#### What the task requires:
Rewrite the entries below, substituting "Annotation check" for every occurrence of "Reviewer check" and keeping everything else the same.

--- Supplied records ---

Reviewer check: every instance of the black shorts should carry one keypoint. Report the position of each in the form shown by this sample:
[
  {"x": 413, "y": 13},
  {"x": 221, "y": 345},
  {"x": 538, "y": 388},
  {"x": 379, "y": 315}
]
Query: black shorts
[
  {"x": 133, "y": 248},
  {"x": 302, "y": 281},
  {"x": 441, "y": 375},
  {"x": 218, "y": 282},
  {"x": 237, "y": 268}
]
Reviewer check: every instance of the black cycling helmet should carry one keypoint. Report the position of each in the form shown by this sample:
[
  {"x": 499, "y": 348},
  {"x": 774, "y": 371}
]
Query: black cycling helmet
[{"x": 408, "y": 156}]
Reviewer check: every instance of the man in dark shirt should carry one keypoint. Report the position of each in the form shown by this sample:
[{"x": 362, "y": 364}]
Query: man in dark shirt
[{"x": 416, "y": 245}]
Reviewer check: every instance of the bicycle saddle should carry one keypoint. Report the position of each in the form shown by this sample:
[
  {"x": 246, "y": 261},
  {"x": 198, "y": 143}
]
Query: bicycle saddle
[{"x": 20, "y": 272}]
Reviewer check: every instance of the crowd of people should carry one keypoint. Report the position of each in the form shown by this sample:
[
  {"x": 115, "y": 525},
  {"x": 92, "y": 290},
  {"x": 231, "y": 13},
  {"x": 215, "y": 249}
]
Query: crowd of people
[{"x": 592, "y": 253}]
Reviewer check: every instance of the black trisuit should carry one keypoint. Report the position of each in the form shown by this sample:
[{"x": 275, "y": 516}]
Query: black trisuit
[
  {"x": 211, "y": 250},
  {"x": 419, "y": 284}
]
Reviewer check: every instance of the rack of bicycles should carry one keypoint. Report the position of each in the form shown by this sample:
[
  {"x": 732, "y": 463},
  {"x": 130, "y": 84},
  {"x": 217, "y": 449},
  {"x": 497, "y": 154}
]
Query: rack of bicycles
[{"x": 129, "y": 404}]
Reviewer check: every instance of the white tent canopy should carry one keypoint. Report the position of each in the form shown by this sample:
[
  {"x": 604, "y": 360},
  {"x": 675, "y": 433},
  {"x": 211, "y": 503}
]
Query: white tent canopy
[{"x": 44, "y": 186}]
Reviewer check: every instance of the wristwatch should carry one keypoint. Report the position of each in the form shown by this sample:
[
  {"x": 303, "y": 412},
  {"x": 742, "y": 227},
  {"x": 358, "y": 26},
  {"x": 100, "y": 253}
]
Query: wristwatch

---

#### Task solution:
Annotation check: every instance of the black shorts should carry one keypoint. Report the position of each in the form shown by this sample:
[
  {"x": 413, "y": 13},
  {"x": 221, "y": 345},
  {"x": 538, "y": 388},
  {"x": 379, "y": 315}
]
Query: black shorts
[
  {"x": 133, "y": 248},
  {"x": 302, "y": 281},
  {"x": 441, "y": 375},
  {"x": 218, "y": 282},
  {"x": 237, "y": 268}
]
Annotation check: every instance of the black cycling helmet should carry one keypoint. Report the position of each in the form shown by this sample:
[
  {"x": 499, "y": 348},
  {"x": 774, "y": 371}
]
Query: black cycling helmet
[{"x": 408, "y": 156}]
Annotation check: every instance of the man in dark shirt should carry one keypoint. Report the position of each in the form shown by this sample:
[{"x": 362, "y": 364}]
Query: man in dark shirt
[{"x": 416, "y": 245}]
Annotation check: every instance of the bicycle saddle should carry one keypoint. Report the position of each in the form shown by this sample:
[
  {"x": 246, "y": 261},
  {"x": 198, "y": 143}
]
Query: bicycle saddle
[{"x": 20, "y": 272}]
Annotation check: every instance of the crowd of people should carry one keypoint. Report the position of each in the form shown by this sample:
[
  {"x": 115, "y": 525},
  {"x": 92, "y": 290},
  {"x": 231, "y": 13},
  {"x": 215, "y": 249}
]
Query: crowd of people
[{"x": 592, "y": 253}]
Annotation check: every instance of the black trisuit should carry one keypoint. Report the position of each in the form shown by this sample:
[{"x": 275, "y": 516}]
Query: black trisuit
[
  {"x": 211, "y": 250},
  {"x": 419, "y": 284}
]
Annotation check: every instance of the rack of bicycles should carry one keypoint. Report the position of each in the form shown by this sample:
[
  {"x": 732, "y": 463},
  {"x": 130, "y": 84},
  {"x": 217, "y": 449},
  {"x": 497, "y": 154}
]
Query: rack of bicycles
[{"x": 129, "y": 404}]
Annotation check: every instance of the white tent canopy should carry one keypoint. Report the position of each in the form shown by this sample:
[
  {"x": 604, "y": 360},
  {"x": 675, "y": 433},
  {"x": 211, "y": 503}
]
Query: white tent canopy
[{"x": 44, "y": 186}]
Annotation check: every instance of the wristwatch should carry one keypoint. Report the position of each in the form shown by this sample:
[
  {"x": 303, "y": 412},
  {"x": 742, "y": 227},
  {"x": 358, "y": 26},
  {"x": 100, "y": 253}
]
Query: wristwatch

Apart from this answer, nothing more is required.